Google Answers Logo
View Question
 
Q: Blocking searches of selected files ( Answered 5 out of 5 stars,   0 Comments )
Question  
Subject: Blocking searches of selected files
Category: Reference, Education and News > General Reference
Asked by: davidsclarke-ga
List Price: $10.00
Posted: 19 Nov 2002 10:42 PST
Expires: 19 Dec 2002 10:42 PST
Question ID: 110690
I am a member of a Unitarian Fellowship in Carbondale, Illinois.  We
would like some of our posted web files to be accessible to the
general public, others to be available only to Fellowship members in
order to protect privacy.

Is there some means of preventing selected pages to NOT be subject to
your searches?  We find that names on untitled pages will appear on
searches.

A second question: We have document and Excel files on the web as
archived material.  Are these files subject to search?  We would like
to prevent this.

• [Goal of the exercise]
Please sum up the Google Answers question above in two sentences.

• [Given data]
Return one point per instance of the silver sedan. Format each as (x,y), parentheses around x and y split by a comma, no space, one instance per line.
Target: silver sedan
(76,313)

• [Problem solution]
A member of a Unitarian Fellowship in Carbondale, Illinois wants some of the group's posted web files open to the public and others limited to Fellowship members for privacy, and asks whether selected pages can be kept out of searches because names on untitled pages show up in results. The asker also wants to know whether the document and Excel files archived on the web are subject to search, and would like to prevent that.